[Tasks to perform]
1. In the Coral Gables watch business article, what position did Patrick Puton's father hold?
2. Write the next few sentences of the Coral Gables watch business article, picking up after its final line.

[Document excerpt]
▼

A selection of articles from local and international publications

Timing is everything for Coral Gables watch business

The Miami Herald - November 26, 2007

By Jo Werne - Special to The Miami Herald

Patrick Puton, founder of Excel Time Service, gazes through a watch repair apparatus his mother once owned.

Patrick Puton was born in Switzerland, the land of watchmaking. His mother was a watchmaker. His father became president of Rolex in the United States.

And now he is founder and president of Excel Time Service, a year-old company in Coral Gables that repairs mechanical, and quartz watches. All his highly skilled watchmakers are Cuban, including master watchmaker Federico Rodriguez, who at age 63 has 45 years of watch repair on his resume.

The young company specializes in repairing Rolexes, but it also repairs watches by Cartier, Omega, Longines, Rado, and Hamilton, along with many other brands, including Cuervo y Sobrinos, a Cuban watchmaker.

▲

[Excerpted data]

▼

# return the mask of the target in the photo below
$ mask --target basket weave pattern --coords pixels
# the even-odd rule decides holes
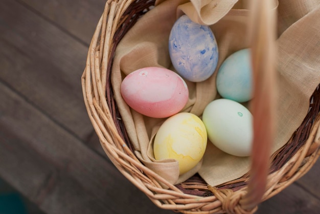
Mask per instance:
[[[239,203],[247,191],[249,178],[241,178],[216,187],[197,174],[173,185],[141,163],[134,156],[110,83],[112,58],[117,44],[154,1],[108,1],[97,25],[82,77],[88,116],[106,155],[118,169],[157,206],[186,213],[251,213]],[[288,143],[271,157],[265,200],[300,178],[320,153],[316,134],[320,122],[320,92],[310,99],[310,110]],[[167,185],[164,189],[160,183]]]

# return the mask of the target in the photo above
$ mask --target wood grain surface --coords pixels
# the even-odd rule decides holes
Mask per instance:
[[[104,0],[0,1],[0,177],[44,213],[173,213],[100,146],[81,87]],[[320,213],[320,162],[258,213]]]

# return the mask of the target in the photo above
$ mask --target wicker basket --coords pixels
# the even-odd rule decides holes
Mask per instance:
[[[264,160],[266,173],[259,171],[261,165],[256,164],[250,173],[218,186],[209,186],[197,174],[178,185],[169,183],[134,156],[123,121],[117,119],[121,115],[110,85],[118,44],[154,4],[154,0],[108,1],[93,37],[82,84],[88,116],[101,145],[119,170],[162,208],[186,213],[254,212],[259,203],[300,178],[317,160],[320,92],[314,91],[310,111],[285,145],[272,154],[270,164],[269,157]]]

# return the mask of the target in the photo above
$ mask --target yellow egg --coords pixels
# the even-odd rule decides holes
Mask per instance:
[[[180,175],[186,173],[200,161],[207,147],[204,124],[196,115],[180,113],[168,118],[154,138],[156,160],[174,159],[179,163]]]

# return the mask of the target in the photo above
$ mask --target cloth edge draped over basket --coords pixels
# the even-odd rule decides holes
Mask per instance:
[[[212,2],[219,4],[220,2],[223,1]],[[234,1],[232,2],[235,3],[236,2]],[[279,30],[279,32],[283,32],[278,40],[279,50],[278,88],[280,89],[279,99],[281,104],[278,107],[277,143],[273,148],[273,151],[285,144],[292,133],[299,127],[308,111],[310,96],[320,82],[319,1],[317,7],[305,7],[304,12],[300,12],[293,18],[291,17],[290,20],[287,20],[288,11],[283,7],[286,6],[286,4],[289,4],[289,2],[290,4],[295,4],[298,1],[282,1],[279,8],[279,22],[281,23],[282,28]],[[194,8],[188,7],[190,10],[185,10],[186,12],[189,11],[190,15],[200,14],[201,16],[201,12],[199,13],[197,11],[201,12],[201,10],[195,7],[203,7],[203,5],[207,5],[205,3],[208,2],[201,1],[202,4],[195,4],[191,5],[192,7],[195,5]],[[142,17],[120,42],[116,50],[112,67],[111,81],[115,98],[127,132],[136,150],[135,154],[146,166],[173,184],[184,181],[196,172],[198,172],[209,184],[214,186],[238,178],[249,169],[249,158],[239,158],[227,155],[218,151],[210,142],[203,162],[199,163],[189,173],[180,177],[178,170],[176,170],[178,166],[176,161],[173,160],[158,162],[154,161],[152,159],[150,143],[164,119],[154,120],[142,116],[131,110],[121,97],[120,86],[124,75],[136,69],[147,66],[163,67],[173,70],[168,58],[168,47],[164,46],[163,44],[167,42],[168,32],[170,32],[171,27],[177,17],[181,14],[181,11],[183,11],[186,4],[190,5],[190,3],[185,1],[158,1],[157,3],[158,4],[156,7]],[[180,5],[182,6],[179,6]],[[315,4],[314,5],[316,5]],[[218,21],[217,23],[211,21],[213,24],[212,29],[216,35],[219,48],[220,57],[218,67],[226,56],[233,52],[246,47],[247,45],[244,34],[246,30],[246,10],[229,11],[232,6],[233,5],[230,5],[227,10],[225,9],[221,12],[220,17],[217,16],[219,17],[216,19]],[[178,7],[179,9],[177,10]],[[214,9],[212,11],[214,11]],[[282,12],[287,13],[282,16],[280,14]],[[225,16],[224,16],[224,13],[226,14]],[[232,24],[232,22],[234,22],[233,18],[235,17],[239,22],[237,23],[237,26],[234,23]],[[293,20],[294,18],[295,20]],[[197,20],[199,22],[207,22],[207,19],[199,19],[199,16],[196,16],[194,20]],[[150,25],[152,22],[154,22],[154,24],[157,24]],[[223,22],[224,23],[222,23]],[[239,25],[239,22],[240,25]],[[288,23],[291,25],[286,25]],[[235,41],[235,39],[227,37],[233,35],[232,33],[226,35],[221,33],[227,30],[225,24],[227,26],[228,24],[238,28],[233,32],[234,36],[240,35],[236,39],[237,41]],[[302,30],[302,29],[308,30]],[[153,34],[142,34],[142,32],[146,32]],[[241,33],[239,33],[239,32]],[[166,33],[164,34],[163,32]],[[294,38],[292,37],[292,34],[296,34],[294,35]],[[305,37],[312,39],[310,41]],[[296,41],[296,39],[299,42],[292,45],[292,40]],[[299,60],[296,60],[297,56],[300,59]],[[309,58],[305,60],[306,56]],[[304,60],[301,60],[302,58]],[[217,71],[215,73],[216,75]],[[312,76],[310,73],[312,74]],[[184,111],[191,112],[200,116],[205,104],[217,97],[216,91],[215,91],[215,75],[214,74],[210,79],[203,82],[197,84],[187,82],[191,93],[189,101]],[[211,90],[212,93],[200,92],[203,92],[204,90]],[[294,113],[288,114],[290,111],[293,111]],[[283,114],[284,112],[287,114]],[[150,129],[150,127],[154,127],[154,129]],[[220,159],[223,164],[216,164],[215,159],[212,159],[214,156],[216,160]],[[216,175],[217,176],[215,176]]]

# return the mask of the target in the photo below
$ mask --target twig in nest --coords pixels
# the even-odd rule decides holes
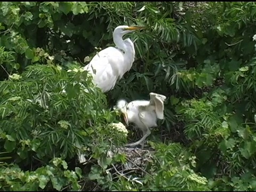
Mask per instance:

▲

[The answers]
1. He became president of Rolex in the United States.

2.
'We still get them to repair from time to time,' says Lazaro Medina, technical director of Excel, while showing a vintage Cuervo pocket watch.

Jim Lubic, executive director of the trade group American Watchmakers & Clockmakers Institute in Harrison, Ohio, says buying luxury watches has been popular for 20 years, with sales of luxury brands jumping 16 percent in the past year alone.

For owners of expensive watches, maintenance is important. 'Just because you own a Mercedes Benz doesn't mean it doesn't need service,' Lubic says. 'A watch or a clock needs a certain amount of service.'

That's where Puton's business comes in Puton, 46, opened in the Alhambra Tower in September 2006, after nearly a year of assembling the unique work space that watchmakers require. His nearly 2,000-square-foot space on the 12th floor faces north.

'Northern light is important for a watchmaker,' he explains. 'And it's not so hot.'

Puton's workbenches, made locally, are modeled after the traditional watchmaker's bench in Switzerland, with indented arm rests that help keep the watchmaker's hands steady.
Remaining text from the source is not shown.